> **EXERCISE GOAL**: In the records below, begin at the line that has "negative clicks: (190, 207) (205, 233)" and stop after the line that has "positive clicks: (150, 187)"; quote those lines verbatim and nothing more.

+++

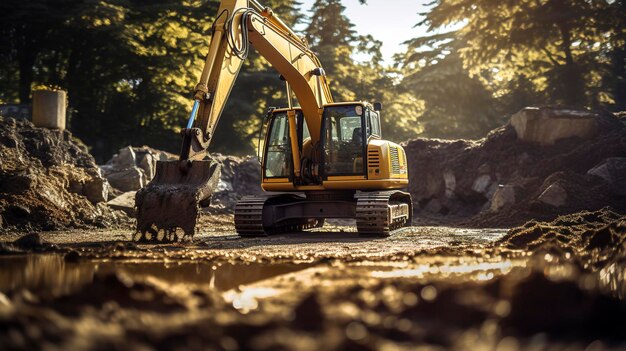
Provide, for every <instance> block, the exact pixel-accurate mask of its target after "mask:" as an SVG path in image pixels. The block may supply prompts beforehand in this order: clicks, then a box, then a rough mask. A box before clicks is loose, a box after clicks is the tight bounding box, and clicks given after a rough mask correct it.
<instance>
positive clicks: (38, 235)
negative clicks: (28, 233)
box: [13, 233, 43, 250]
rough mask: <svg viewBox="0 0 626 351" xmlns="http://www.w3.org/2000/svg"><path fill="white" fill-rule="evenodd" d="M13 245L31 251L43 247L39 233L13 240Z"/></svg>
mask: <svg viewBox="0 0 626 351" xmlns="http://www.w3.org/2000/svg"><path fill="white" fill-rule="evenodd" d="M13 245H15V246H17V247H19V248H20V249H25V250H32V249H36V248H40V247H41V246H43V240H41V236H39V233H29V234H26V235H24V236H22V237H20V238H19V239H17V240H15V241H14V242H13Z"/></svg>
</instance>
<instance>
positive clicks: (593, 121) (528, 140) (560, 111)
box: [511, 107, 598, 145]
mask: <svg viewBox="0 0 626 351" xmlns="http://www.w3.org/2000/svg"><path fill="white" fill-rule="evenodd" d="M597 118H598V115H597V114H595V113H592V112H589V111H581V110H569V109H555V108H545V107H540V108H537V107H525V108H523V109H522V110H520V111H519V112H517V113H516V114H514V115H513V116H512V117H511V125H512V126H513V128H514V129H515V132H516V134H517V138H518V139H520V140H523V141H526V142H529V143H535V144H540V145H552V144H554V143H555V142H556V141H558V140H561V139H565V138H571V137H579V138H583V139H589V138H590V137H592V136H593V135H594V134H595V133H596V131H597V123H596V120H597Z"/></svg>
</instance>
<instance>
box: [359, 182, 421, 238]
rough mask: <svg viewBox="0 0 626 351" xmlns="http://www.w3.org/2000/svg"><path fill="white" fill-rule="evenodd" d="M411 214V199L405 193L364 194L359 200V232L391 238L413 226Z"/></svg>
mask: <svg viewBox="0 0 626 351" xmlns="http://www.w3.org/2000/svg"><path fill="white" fill-rule="evenodd" d="M411 213H412V206H411V197H410V195H408V194H406V193H404V192H400V191H375V192H362V193H360V194H359V195H358V200H357V209H356V226H357V230H358V232H359V234H361V235H376V236H389V235H391V234H393V233H394V232H395V231H397V230H399V229H400V228H402V227H404V226H407V225H410V224H411V217H412V215H411Z"/></svg>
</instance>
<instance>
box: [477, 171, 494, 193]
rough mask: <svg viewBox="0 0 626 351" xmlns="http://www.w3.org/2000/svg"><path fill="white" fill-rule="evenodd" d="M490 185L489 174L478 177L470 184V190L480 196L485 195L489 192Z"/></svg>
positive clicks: (489, 179)
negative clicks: (471, 188) (477, 193)
mask: <svg viewBox="0 0 626 351" xmlns="http://www.w3.org/2000/svg"><path fill="white" fill-rule="evenodd" d="M491 183H492V180H491V176H490V175H489V174H483V175H480V176H478V178H476V180H475V181H474V183H473V184H472V190H474V191H475V192H477V193H480V194H485V193H487V192H488V191H489V188H490V187H491Z"/></svg>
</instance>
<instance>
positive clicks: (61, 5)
mask: <svg viewBox="0 0 626 351" xmlns="http://www.w3.org/2000/svg"><path fill="white" fill-rule="evenodd" d="M360 2H361V3H362V4H364V5H366V4H367V3H366V1H360ZM263 3H264V4H265V5H267V6H270V7H272V8H273V10H274V12H275V13H277V14H278V15H279V16H280V17H281V18H282V19H283V20H284V21H285V22H286V23H287V24H289V25H291V26H293V25H295V24H297V23H302V22H303V21H304V22H305V23H306V24H307V25H306V30H305V31H304V35H305V36H306V38H307V40H308V41H309V43H310V44H311V47H312V49H313V51H315V52H316V53H317V54H318V56H319V58H320V60H321V61H322V64H323V67H324V69H325V70H326V73H327V75H328V78H329V81H330V85H331V88H332V91H333V95H334V98H335V100H337V101H355V100H357V101H358V100H366V101H371V102H373V101H382V102H383V103H384V109H383V114H382V116H383V124H384V125H383V128H384V129H383V133H384V137H385V138H386V139H390V140H395V141H402V140H405V139H408V138H413V137H415V136H416V135H420V134H421V135H424V136H434V137H443V138H451V137H452V138H454V137H467V138H478V137H482V136H484V135H485V133H486V132H487V131H488V130H490V129H491V128H493V127H496V126H498V125H499V124H501V123H502V122H503V121H504V120H503V117H502V116H505V115H506V114H509V113H512V112H515V111H517V110H518V109H519V108H521V107H523V106H527V105H533V104H535V105H537V104H565V105H571V106H584V107H591V108H607V109H609V110H623V109H625V108H626V45H625V44H626V30H625V28H626V2H624V1H610V0H598V1H575V0H521V1H494V0H434V2H433V3H432V4H431V5H430V6H431V7H430V8H429V11H428V12H427V13H425V14H424V20H423V22H422V23H421V24H423V25H427V26H429V28H430V30H431V31H432V33H431V34H429V35H428V36H424V37H420V38H415V39H413V40H410V41H408V42H407V44H408V49H407V51H406V52H405V53H400V54H398V55H396V65H395V66H394V67H388V66H385V65H384V64H383V62H382V55H381V53H380V48H381V45H382V43H381V42H379V41H377V40H376V39H375V38H373V37H372V36H363V35H359V34H358V33H356V32H355V30H354V26H353V25H352V23H351V22H350V21H349V19H348V18H347V17H346V16H345V15H344V10H345V8H344V6H343V5H342V4H341V1H339V0H316V1H315V3H314V4H313V7H312V9H311V13H312V15H311V16H310V18H303V17H302V16H301V15H299V14H298V11H297V2H295V1H294V0H264V1H263ZM218 5H219V1H218V0H155V1H147V0H33V1H16V0H4V1H2V2H0V103H16V102H22V103H27V102H28V101H29V100H30V91H31V89H32V88H33V87H35V86H56V87H60V88H62V89H64V90H66V91H68V94H69V101H70V111H71V120H70V124H71V130H72V131H73V132H74V133H75V134H76V135H77V136H78V137H79V138H81V139H82V140H85V141H86V142H87V144H88V145H89V146H90V147H91V149H92V152H93V153H94V154H95V156H96V157H97V158H98V160H99V161H104V160H106V159H108V158H109V157H110V156H111V154H112V153H113V152H115V151H116V150H117V149H118V148H119V147H121V146H124V145H128V144H133V145H142V144H148V145H151V146H154V147H158V148H163V149H166V150H169V151H173V152H177V151H178V150H177V149H178V147H179V143H180V137H179V135H178V131H179V130H180V127H181V126H183V125H184V123H185V121H186V119H187V116H188V114H189V112H190V109H191V103H192V101H191V93H192V90H193V89H194V86H195V84H196V83H197V79H198V77H199V75H200V71H201V69H202V66H203V63H204V56H205V55H206V53H207V50H208V45H209V42H210V27H211V25H212V22H213V20H214V16H215V15H216V12H217V7H218ZM416 7H417V6H416ZM286 104H287V102H286V96H285V91H284V83H283V82H281V81H280V80H279V79H278V73H277V72H276V71H275V70H274V69H273V68H271V66H270V65H269V64H268V63H267V62H266V61H265V60H264V59H263V58H261V57H260V56H259V55H258V54H257V53H256V52H254V50H252V51H251V53H250V56H249V58H248V60H246V61H245V62H244V65H243V68H242V70H241V73H240V75H239V78H238V81H237V83H236V84H235V87H234V89H233V91H232V94H231V98H230V99H229V101H228V104H227V105H226V108H225V110H224V113H223V115H222V119H221V121H220V124H219V126H218V128H217V130H216V135H215V136H214V139H213V142H212V146H211V149H212V150H211V151H220V152H224V153H230V154H232V153H235V154H250V153H254V150H255V145H256V136H257V132H258V129H259V127H260V121H261V118H262V116H263V115H264V113H265V111H266V110H267V108H268V107H270V106H276V107H284V106H286Z"/></svg>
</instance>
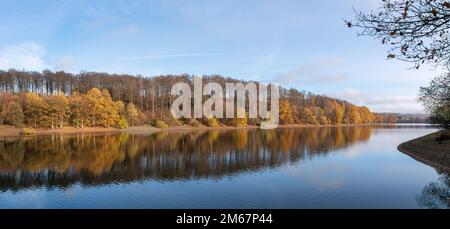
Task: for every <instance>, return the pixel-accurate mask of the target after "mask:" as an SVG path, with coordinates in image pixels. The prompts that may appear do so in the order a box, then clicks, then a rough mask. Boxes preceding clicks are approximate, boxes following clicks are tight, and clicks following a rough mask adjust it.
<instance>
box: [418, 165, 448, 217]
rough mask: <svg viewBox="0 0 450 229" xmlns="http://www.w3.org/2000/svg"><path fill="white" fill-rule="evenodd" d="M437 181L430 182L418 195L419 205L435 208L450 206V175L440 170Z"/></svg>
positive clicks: (431, 207)
mask: <svg viewBox="0 0 450 229" xmlns="http://www.w3.org/2000/svg"><path fill="white" fill-rule="evenodd" d="M438 173H440V176H439V179H438V180H437V181H433V182H430V183H429V184H428V185H427V186H425V187H424V188H423V190H422V192H421V193H420V194H419V195H418V196H417V202H418V203H419V206H421V207H426V208H433V209H445V208H447V209H448V208H450V176H449V174H448V173H446V172H440V171H438Z"/></svg>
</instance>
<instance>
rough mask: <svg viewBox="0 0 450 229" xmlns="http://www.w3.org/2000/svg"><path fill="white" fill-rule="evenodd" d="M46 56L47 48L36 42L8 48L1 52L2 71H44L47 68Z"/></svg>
mask: <svg viewBox="0 0 450 229" xmlns="http://www.w3.org/2000/svg"><path fill="white" fill-rule="evenodd" d="M44 56H45V48H44V47H43V46H41V45H39V44H37V43H35V42H23V43H19V44H14V45H10V46H6V47H4V48H2V49H1V50H0V69H9V68H17V69H28V70H42V69H44V68H47V65H46V64H45V61H44Z"/></svg>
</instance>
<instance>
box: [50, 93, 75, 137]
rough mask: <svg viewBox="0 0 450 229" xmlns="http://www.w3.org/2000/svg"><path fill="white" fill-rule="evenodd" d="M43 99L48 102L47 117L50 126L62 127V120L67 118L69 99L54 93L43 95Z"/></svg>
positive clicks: (63, 96) (63, 121) (62, 121)
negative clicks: (47, 118) (46, 95)
mask: <svg viewBox="0 0 450 229" xmlns="http://www.w3.org/2000/svg"><path fill="white" fill-rule="evenodd" d="M45 101H46V102H47V104H48V107H47V117H48V119H49V122H50V126H51V128H52V129H54V128H55V127H56V126H58V127H59V128H63V127H64V122H65V121H67V120H68V118H69V115H70V113H69V111H70V110H69V109H70V107H69V100H68V99H67V97H66V96H64V95H62V94H60V95H54V96H47V97H45Z"/></svg>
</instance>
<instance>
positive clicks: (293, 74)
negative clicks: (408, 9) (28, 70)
mask: <svg viewBox="0 0 450 229" xmlns="http://www.w3.org/2000/svg"><path fill="white" fill-rule="evenodd" d="M379 1H381V0H315V1H306V0H272V1H269V0H267V1H265V0H254V1H252V0H245V1H242V0H240V1H239V0H236V1H222V0H214V1H212V0H210V1H187V0H179V1H175V0H174V1H170V0H164V1H163V0H153V1H144V0H133V1H124V0H123V1H112V0H105V1H101V0H97V1H83V0H76V1H75V0H74V1H69V0H66V1H44V0H28V1H25V0H22V1H20V0H15V1H12V0H11V1H9V0H2V1H1V3H0V6H1V7H0V31H1V32H0V69H8V68H19V69H22V68H25V69H28V70H43V69H51V70H65V71H70V72H79V71H81V70H88V71H102V72H110V73H129V74H142V75H145V76H152V75H158V74H179V73H188V74H199V75H201V74H220V75H224V76H229V77H233V78H237V79H246V80H250V79H251V80H258V81H262V82H276V83H279V84H281V85H283V86H286V87H294V88H297V89H304V90H309V91H312V92H314V93H317V94H325V95H329V96H333V97H338V98H343V99H347V100H349V101H351V102H353V103H355V104H358V105H366V106H368V107H369V108H371V109H372V110H375V111H379V112H408V113H417V112H423V110H422V107H421V106H420V104H418V103H417V102H416V97H417V92H418V88H419V87H420V86H424V85H427V83H428V82H429V80H430V79H431V78H432V77H434V76H436V75H439V74H441V70H440V69H439V68H438V69H437V70H436V69H435V68H434V67H433V66H425V67H424V68H422V69H421V70H418V71H413V70H410V69H409V68H410V67H411V65H410V64H407V63H402V62H399V61H393V60H386V55H387V54H386V51H387V47H383V46H382V45H381V44H380V42H379V41H377V40H374V39H373V38H368V37H357V36H356V31H354V30H350V29H348V28H346V27H345V24H344V23H343V20H342V19H343V18H345V19H351V18H352V17H353V7H354V8H356V9H361V10H370V9H376V8H377V6H378V2H379Z"/></svg>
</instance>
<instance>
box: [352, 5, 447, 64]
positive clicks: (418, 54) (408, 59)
mask: <svg viewBox="0 0 450 229" xmlns="http://www.w3.org/2000/svg"><path fill="white" fill-rule="evenodd" d="M346 23H347V26H348V27H356V28H358V35H361V36H372V37H375V38H377V39H380V40H381V42H382V44H384V45H388V46H390V50H389V53H388V56H387V57H388V58H389V59H394V58H395V59H399V60H403V61H407V62H411V63H413V64H414V67H415V68H417V69H418V68H419V67H420V66H421V65H423V64H426V63H431V64H434V65H436V66H437V65H444V66H449V64H450V43H449V27H450V1H446V0H382V3H381V5H380V7H379V8H378V9H377V10H376V11H372V12H369V13H366V12H361V11H357V10H356V17H355V20H354V21H346Z"/></svg>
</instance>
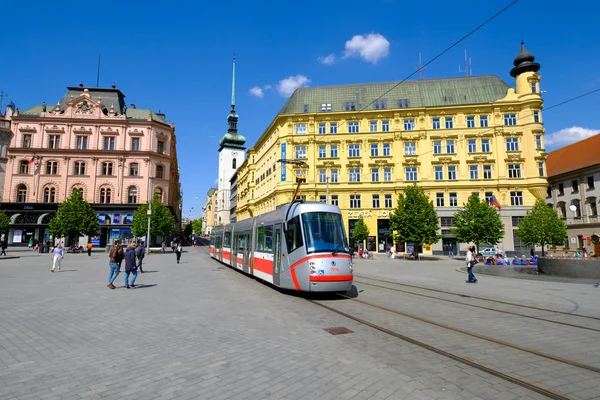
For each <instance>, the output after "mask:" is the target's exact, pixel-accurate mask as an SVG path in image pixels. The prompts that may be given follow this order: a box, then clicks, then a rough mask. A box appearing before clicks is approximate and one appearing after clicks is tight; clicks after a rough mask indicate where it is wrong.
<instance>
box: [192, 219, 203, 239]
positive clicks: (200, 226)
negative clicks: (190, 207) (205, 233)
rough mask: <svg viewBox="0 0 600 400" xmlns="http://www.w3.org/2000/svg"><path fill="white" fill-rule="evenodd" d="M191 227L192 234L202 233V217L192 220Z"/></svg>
mask: <svg viewBox="0 0 600 400" xmlns="http://www.w3.org/2000/svg"><path fill="white" fill-rule="evenodd" d="M192 229H193V230H194V234H196V235H201V234H202V218H198V219H195V220H193V221H192Z"/></svg>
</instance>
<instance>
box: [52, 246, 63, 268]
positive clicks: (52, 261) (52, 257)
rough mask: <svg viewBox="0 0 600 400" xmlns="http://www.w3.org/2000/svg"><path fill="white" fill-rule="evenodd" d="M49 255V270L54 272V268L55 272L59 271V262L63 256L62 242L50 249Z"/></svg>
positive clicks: (59, 263) (59, 267) (59, 262)
mask: <svg viewBox="0 0 600 400" xmlns="http://www.w3.org/2000/svg"><path fill="white" fill-rule="evenodd" d="M50 257H51V258H52V268H51V269H50V271H52V272H54V270H55V269H56V272H60V263H61V261H62V259H63V258H64V257H65V249H63V248H62V244H60V243H59V244H57V245H56V247H54V249H52V255H51V256H50Z"/></svg>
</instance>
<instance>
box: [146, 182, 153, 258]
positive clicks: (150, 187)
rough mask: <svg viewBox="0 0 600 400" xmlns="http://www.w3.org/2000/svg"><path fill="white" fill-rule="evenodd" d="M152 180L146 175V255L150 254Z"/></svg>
mask: <svg viewBox="0 0 600 400" xmlns="http://www.w3.org/2000/svg"><path fill="white" fill-rule="evenodd" d="M151 184H152V181H151V179H150V177H148V211H147V214H148V232H147V233H146V255H150V216H151V215H152V197H151V193H152V187H151V186H152V185H151Z"/></svg>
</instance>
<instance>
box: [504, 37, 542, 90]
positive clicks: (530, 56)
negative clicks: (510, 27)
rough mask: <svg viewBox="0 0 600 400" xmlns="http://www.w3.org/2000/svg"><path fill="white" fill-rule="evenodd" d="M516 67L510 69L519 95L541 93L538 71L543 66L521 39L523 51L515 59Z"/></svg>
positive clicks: (514, 64)
mask: <svg viewBox="0 0 600 400" xmlns="http://www.w3.org/2000/svg"><path fill="white" fill-rule="evenodd" d="M513 65H514V68H513V69H511V70H510V76H512V77H513V78H515V89H516V93H517V94H518V95H529V94H538V95H539V93H540V88H539V84H540V76H539V75H538V73H537V72H538V71H539V70H540V68H541V66H540V64H539V63H536V62H535V56H534V55H533V54H532V53H530V52H529V51H527V49H526V48H525V42H523V41H521V51H520V52H519V54H517V56H516V57H515V59H514V61H513Z"/></svg>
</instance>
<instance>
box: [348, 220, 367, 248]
mask: <svg viewBox="0 0 600 400" xmlns="http://www.w3.org/2000/svg"><path fill="white" fill-rule="evenodd" d="M367 236H369V227H368V226H367V224H365V220H364V219H363V218H362V217H360V219H359V220H358V222H357V223H356V225H354V230H353V231H352V239H354V241H355V242H357V243H361V244H363V243H364V241H365V240H367Z"/></svg>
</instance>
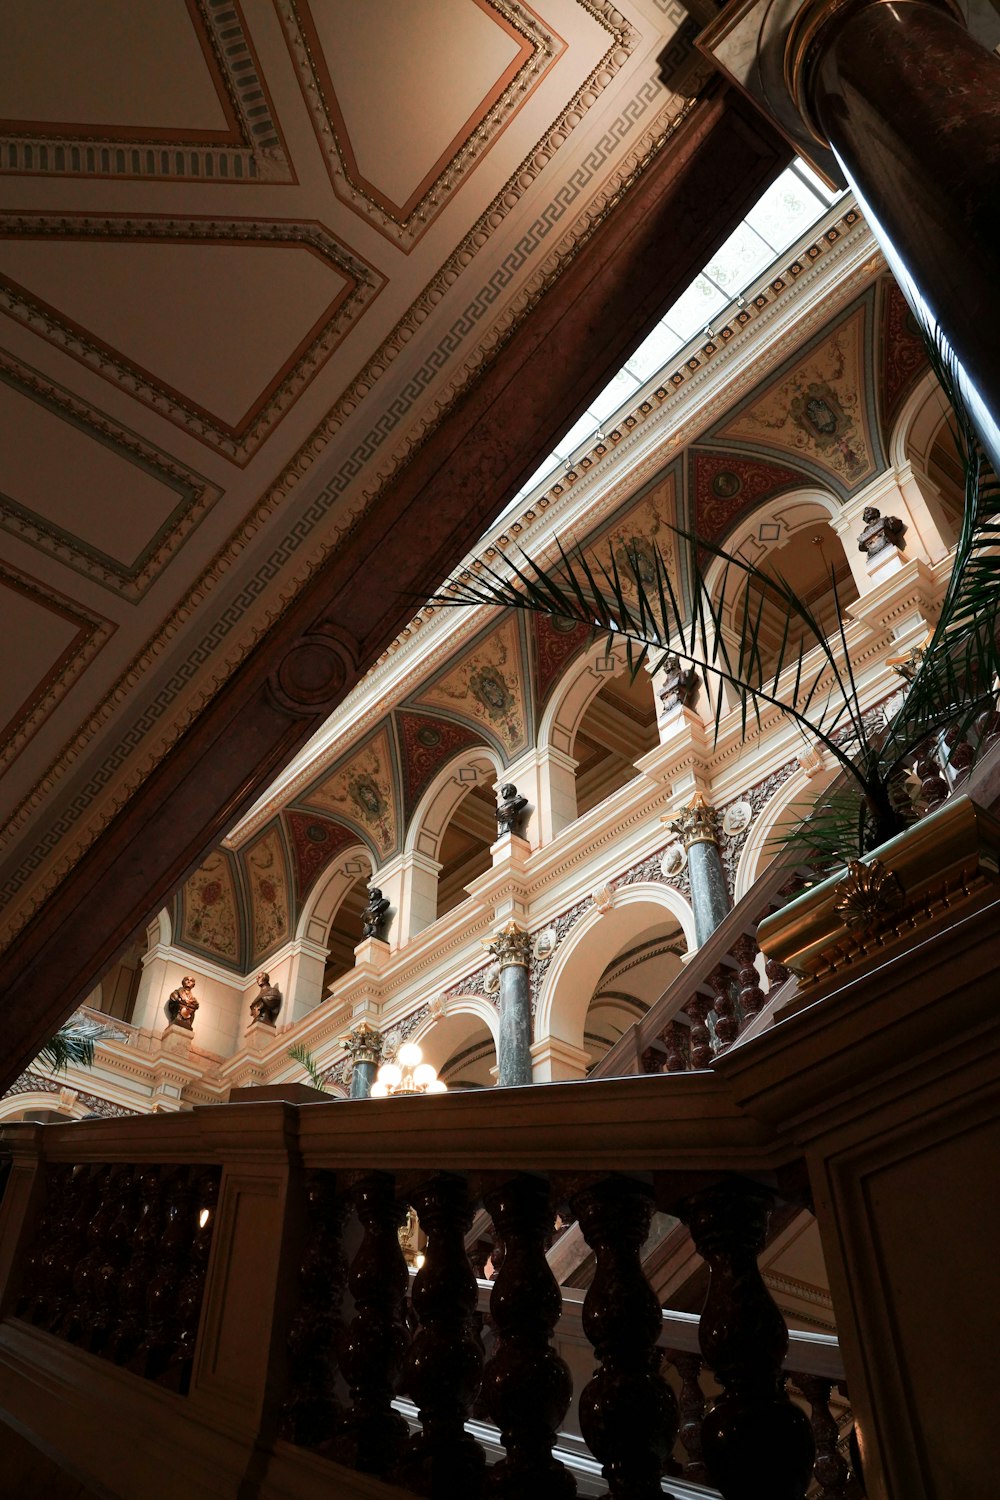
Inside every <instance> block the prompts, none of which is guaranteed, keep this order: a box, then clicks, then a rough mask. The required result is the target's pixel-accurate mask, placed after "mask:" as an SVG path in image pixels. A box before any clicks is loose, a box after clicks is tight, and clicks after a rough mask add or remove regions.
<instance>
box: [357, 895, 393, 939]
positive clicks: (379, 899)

+++

> **TASK ANSWER**:
negative clicks: (190, 207) (205, 233)
rough mask: <svg viewBox="0 0 600 400" xmlns="http://www.w3.org/2000/svg"><path fill="white" fill-rule="evenodd" d="M191 227L192 234L202 233V217L192 220Z"/></svg>
mask: <svg viewBox="0 0 600 400" xmlns="http://www.w3.org/2000/svg"><path fill="white" fill-rule="evenodd" d="M192 229H193V230H194V234H196V235H201V234H202V218H198V219H195V220H193V221H192Z"/></svg>
</instance>
<instance>
box: [52, 246, 63, 268]
positive clicks: (52, 261) (52, 257)
rough mask: <svg viewBox="0 0 600 400" xmlns="http://www.w3.org/2000/svg"><path fill="white" fill-rule="evenodd" d="M49 255V270L54 272V268L55 272L59 271V262L63 256L62 242L50 249Z"/></svg>
positive clicks: (59, 263) (59, 267) (59, 262)
mask: <svg viewBox="0 0 600 400" xmlns="http://www.w3.org/2000/svg"><path fill="white" fill-rule="evenodd" d="M50 257H51V258H52V268H51V269H50V271H52V272H54V270H55V269H56V272H60V263H61V261H62V259H63V258H64V257H65V249H63V248H62V244H60V243H59V244H57V245H56V247H54V249H52V255H51V256H50Z"/></svg>
</instance>
<instance>
box: [146, 182, 153, 258]
positive clicks: (150, 187)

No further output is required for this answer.